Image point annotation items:
__________
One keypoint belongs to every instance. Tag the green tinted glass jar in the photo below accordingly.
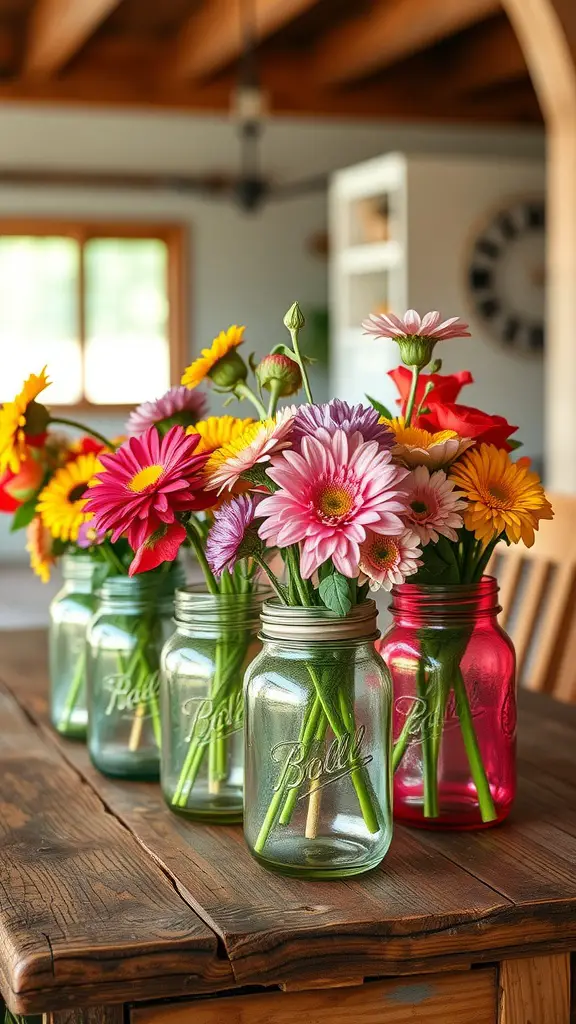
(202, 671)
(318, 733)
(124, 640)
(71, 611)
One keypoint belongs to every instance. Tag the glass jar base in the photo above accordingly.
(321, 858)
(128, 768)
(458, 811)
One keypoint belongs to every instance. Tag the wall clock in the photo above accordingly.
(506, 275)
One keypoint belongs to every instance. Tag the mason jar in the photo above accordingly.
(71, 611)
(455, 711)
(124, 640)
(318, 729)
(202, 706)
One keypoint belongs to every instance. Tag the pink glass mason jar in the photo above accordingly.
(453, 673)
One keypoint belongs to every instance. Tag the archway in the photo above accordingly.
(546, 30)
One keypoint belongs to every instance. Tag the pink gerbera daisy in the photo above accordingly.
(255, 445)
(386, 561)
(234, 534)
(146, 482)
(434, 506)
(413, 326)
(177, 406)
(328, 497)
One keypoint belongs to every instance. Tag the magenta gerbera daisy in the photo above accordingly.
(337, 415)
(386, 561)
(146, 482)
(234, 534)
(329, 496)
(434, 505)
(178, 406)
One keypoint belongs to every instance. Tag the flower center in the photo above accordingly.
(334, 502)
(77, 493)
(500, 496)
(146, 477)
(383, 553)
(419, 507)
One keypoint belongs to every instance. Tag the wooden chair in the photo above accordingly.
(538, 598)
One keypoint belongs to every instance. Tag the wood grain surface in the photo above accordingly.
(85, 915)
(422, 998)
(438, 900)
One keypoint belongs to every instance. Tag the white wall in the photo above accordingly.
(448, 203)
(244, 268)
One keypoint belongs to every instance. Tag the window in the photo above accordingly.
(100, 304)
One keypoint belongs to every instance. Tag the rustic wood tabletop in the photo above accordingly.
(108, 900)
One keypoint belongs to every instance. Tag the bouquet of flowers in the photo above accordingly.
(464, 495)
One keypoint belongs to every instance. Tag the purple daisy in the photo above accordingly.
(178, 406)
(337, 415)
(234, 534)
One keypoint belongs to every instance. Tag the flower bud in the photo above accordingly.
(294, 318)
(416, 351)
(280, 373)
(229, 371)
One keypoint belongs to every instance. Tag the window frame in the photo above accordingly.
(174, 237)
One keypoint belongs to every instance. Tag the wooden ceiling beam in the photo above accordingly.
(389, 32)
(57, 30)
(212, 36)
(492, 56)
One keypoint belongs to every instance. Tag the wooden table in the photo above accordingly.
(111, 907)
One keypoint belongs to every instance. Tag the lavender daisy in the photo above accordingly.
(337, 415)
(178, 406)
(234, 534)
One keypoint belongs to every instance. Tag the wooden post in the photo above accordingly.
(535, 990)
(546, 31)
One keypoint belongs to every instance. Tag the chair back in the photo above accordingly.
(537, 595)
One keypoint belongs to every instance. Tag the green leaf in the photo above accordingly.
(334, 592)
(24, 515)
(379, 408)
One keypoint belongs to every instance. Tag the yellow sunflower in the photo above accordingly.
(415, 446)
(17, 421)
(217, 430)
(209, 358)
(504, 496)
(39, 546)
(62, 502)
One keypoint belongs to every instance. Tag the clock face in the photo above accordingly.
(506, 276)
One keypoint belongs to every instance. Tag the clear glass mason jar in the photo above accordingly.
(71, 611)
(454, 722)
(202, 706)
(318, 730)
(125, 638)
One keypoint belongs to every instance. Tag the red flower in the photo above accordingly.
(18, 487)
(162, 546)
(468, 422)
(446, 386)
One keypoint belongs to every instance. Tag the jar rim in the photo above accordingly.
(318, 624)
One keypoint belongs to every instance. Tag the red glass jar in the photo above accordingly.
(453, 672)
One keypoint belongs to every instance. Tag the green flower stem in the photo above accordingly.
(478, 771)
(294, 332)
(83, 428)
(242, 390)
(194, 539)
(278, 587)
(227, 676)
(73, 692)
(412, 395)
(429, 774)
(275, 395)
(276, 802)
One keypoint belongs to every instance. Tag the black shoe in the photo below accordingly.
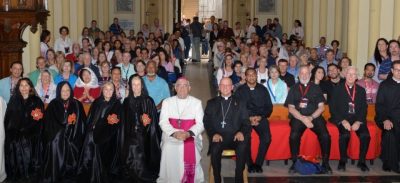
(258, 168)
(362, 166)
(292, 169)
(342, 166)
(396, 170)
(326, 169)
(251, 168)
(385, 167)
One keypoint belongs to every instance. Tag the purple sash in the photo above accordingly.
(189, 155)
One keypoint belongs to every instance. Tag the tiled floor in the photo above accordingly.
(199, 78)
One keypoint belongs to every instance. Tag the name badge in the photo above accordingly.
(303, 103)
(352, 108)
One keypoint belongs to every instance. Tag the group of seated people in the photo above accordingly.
__________
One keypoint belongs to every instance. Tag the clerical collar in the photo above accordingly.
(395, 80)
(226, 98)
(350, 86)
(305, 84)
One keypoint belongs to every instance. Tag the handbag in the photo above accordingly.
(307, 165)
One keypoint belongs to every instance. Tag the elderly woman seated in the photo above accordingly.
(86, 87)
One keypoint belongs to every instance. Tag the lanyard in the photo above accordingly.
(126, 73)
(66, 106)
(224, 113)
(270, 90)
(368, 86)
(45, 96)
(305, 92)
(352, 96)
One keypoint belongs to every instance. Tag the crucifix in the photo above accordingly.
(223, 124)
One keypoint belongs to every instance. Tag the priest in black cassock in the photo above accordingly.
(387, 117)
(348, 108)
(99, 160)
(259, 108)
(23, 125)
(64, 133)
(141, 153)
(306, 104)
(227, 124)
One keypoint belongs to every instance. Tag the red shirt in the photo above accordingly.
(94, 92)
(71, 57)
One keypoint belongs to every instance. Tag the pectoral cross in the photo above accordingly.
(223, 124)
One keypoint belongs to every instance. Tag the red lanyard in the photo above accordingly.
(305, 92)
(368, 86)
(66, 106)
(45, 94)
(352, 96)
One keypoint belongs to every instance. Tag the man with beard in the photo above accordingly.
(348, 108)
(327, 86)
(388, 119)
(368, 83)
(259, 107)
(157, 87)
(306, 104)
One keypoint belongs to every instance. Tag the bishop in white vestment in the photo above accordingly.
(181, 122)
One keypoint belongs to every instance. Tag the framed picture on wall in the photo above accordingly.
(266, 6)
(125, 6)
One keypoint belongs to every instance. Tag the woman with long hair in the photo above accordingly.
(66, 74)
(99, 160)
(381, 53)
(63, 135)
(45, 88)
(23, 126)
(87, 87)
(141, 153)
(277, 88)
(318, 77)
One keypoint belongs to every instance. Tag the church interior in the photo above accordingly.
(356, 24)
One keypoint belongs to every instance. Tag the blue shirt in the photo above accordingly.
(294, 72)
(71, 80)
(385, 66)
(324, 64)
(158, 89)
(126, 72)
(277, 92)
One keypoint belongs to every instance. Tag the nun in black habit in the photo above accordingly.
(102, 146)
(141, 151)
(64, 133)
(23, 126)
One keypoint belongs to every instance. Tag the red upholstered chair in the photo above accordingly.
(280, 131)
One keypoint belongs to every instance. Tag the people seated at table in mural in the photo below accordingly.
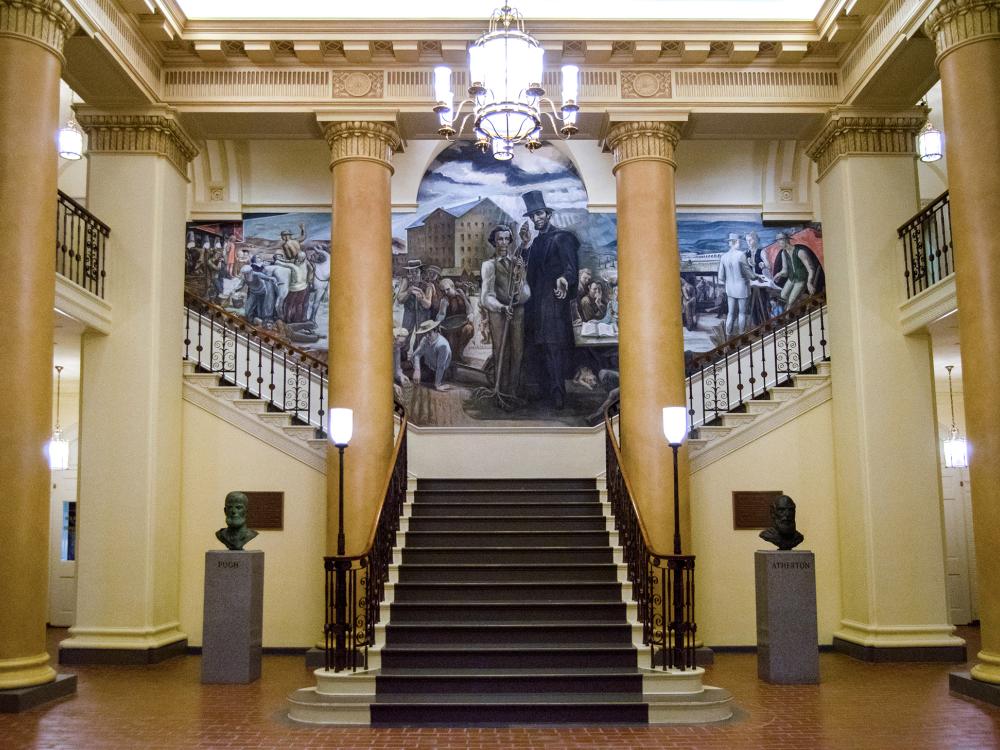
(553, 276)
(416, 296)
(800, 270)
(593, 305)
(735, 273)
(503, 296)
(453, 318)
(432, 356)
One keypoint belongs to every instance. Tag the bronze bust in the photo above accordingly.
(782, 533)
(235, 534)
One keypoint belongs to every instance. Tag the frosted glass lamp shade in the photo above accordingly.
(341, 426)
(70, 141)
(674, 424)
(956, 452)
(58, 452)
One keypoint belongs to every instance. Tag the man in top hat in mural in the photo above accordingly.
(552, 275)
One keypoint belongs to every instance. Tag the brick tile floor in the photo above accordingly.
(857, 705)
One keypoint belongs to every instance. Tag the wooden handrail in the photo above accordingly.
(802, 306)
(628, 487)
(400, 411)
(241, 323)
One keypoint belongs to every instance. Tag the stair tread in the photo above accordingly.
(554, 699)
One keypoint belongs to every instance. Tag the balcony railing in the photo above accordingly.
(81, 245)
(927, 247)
__________
[Task to complete]
Rewrite every line of the items from the line containing "One keypoint belongs to every instance. Tag the jar" down to the line containing "One keypoint belongs to every instance. Tag the group", both ends included, keeping the wording but multiplying each coordinate in the answers by 0.45 and rounding it to a whole number, with halves rounded up. Leave the picture out of your answer.

[Exercise response]
One keypoint belongs to every instance. Tag the jar rim in the photo above accordingly.
(143, 281)
One keypoint belongs to every instance. Tag the red glass jar in the photo above accordingly.
(204, 302)
One keypoint belongs to every instance. Tag the green flower stem in the photo above accordingly.
(215, 347)
(132, 149)
(37, 193)
(109, 176)
(87, 243)
(125, 264)
(102, 304)
(33, 311)
(185, 178)
(193, 348)
(124, 178)
(124, 361)
One keypoint belongs to every instance. Tag the black shoe in the photo below accordingly.
(116, 76)
(163, 75)
(131, 76)
(154, 75)
(178, 77)
(147, 76)
(113, 76)
(173, 75)
One keypoint belongs to every instance. Tag the purple sash in the photo above accordingly.
(85, 70)
One keypoint belongs to every instance. Tag the tiled floor in the photo above accordingly.
(90, 35)
One keypoint belongs to every instance. Tag the name badge in the photo above accordingly.
(136, 46)
(158, 49)
One keypoint belongs to every instance. Tag the group of seated people in the photo above accordingly.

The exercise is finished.